#### Brano:
● ● ● ●

Andrea Di Martino su: IPERURANIUM … CHE PAURA…
“Inutile accapigliarsi su questioni del tutto secondarie (tipo se è mejo cor finocchietto o cor rosmarino). Di Ariccia o no, la porchetta era (e resta) un’istituzione anzitutto italiana. Vista l’esterofilia dominante (soprattutto in architettura), cerchiamo di difendere quelle poche istituzioni italiane che ancora ci restano. Er “Maxxi” se potrà pure “cinesizzà” (tanto pe’ quello che vale…). Ma la porchetta no (a prescindere dagli aromi di base). Gli unici fattori (loro sì), davvero immutabili, sono la tecnica e il grado di cottura. Una qualsivoglia alterazione (non solo da parte dei cinesi), di anche uno solo di questi fattori, sarebbe una (maxxi) truffa. Vigialimo su questo, piuttosto che accapigliarci su questioni (lo ripeto), del tutto secondarie. Grazie. Saluti italici




D’accordo, ma solo se affrontamo la questione dar punto de vista de li valori nazionale … cioe come farebbe ‘n francese … non so … ‘n inglese …
Ma semo italiani… e sai quanto questo sia difficile …
Qui stamo però a parlà de questioni che riguardano la “qualità” … e io nun dico che non ce ne possa essere anche in qualcos’altro che non abbia conquistato sur campo er core de tutti noi così come ha potuto fare il mitico Porchettone di Ariccia … peraltro l’unico porchettone che possa fregiasse oggi der Titolo de Prodotto IGP.

● ● ● ●

#### Elenco record:
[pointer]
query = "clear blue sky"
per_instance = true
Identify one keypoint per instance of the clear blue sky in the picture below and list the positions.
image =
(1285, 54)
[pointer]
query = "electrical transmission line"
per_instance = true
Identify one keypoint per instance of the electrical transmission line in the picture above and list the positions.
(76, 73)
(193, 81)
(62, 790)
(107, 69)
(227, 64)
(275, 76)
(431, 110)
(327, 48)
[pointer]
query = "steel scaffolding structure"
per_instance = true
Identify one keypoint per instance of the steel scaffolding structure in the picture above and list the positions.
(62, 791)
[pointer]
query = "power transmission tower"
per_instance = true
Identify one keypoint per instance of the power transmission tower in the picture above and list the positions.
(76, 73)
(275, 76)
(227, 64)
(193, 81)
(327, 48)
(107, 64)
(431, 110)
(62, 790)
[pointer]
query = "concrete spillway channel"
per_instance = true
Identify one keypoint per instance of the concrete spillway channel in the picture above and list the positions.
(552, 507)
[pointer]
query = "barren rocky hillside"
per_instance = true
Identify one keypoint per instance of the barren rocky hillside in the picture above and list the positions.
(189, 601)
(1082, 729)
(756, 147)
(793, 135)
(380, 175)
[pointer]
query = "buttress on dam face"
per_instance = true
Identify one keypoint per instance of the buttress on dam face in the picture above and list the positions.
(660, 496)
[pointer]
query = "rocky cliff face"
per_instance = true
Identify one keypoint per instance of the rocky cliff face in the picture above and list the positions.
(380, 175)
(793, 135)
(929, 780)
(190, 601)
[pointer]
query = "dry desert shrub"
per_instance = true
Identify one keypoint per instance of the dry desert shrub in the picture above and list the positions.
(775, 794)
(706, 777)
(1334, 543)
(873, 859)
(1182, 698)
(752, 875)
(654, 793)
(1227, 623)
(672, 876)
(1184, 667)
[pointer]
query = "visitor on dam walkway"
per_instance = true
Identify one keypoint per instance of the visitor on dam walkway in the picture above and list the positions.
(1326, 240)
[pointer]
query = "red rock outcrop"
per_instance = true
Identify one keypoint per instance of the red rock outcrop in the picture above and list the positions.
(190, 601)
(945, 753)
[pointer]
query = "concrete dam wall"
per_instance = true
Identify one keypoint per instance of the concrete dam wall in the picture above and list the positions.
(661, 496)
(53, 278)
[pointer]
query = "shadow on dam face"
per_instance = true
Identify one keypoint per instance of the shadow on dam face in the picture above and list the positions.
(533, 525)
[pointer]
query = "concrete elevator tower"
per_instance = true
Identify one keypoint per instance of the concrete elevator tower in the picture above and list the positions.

● ● ● ●

#### Da fare:
1. Secondo il brano, quali sono gli unici fattori davvero immutabili della porchetta?
2. Riporta parola per parola il tratto del brano da "D’accordo, ma solo" fino a "de Prodotto IGP.".
I record provengono da un'altra fonte.

#### Risultati finali:
1. La tecnica e il grado di cottura.

2.
D’accordo, ma solo se affrontamo la questione dar punto de vista de li valori nazionale … cioe come farebbe ‘n francese … non so … ‘n inglese …
Ma semo italiani… e sai quanto questo sia difficile …
Qui stamo però a parlà de questioni che riguardano la “qualità” … e io nun dico che non ce ne possa essere anche in qualcos’altro che non abbia conquistato sur campo er core de tutti noi così come ha potuto fare il mitico Porchettone di Ariccia … peraltro l’unico porchettone che possa fregiasse oggi der Titolo de Prodotto IGP.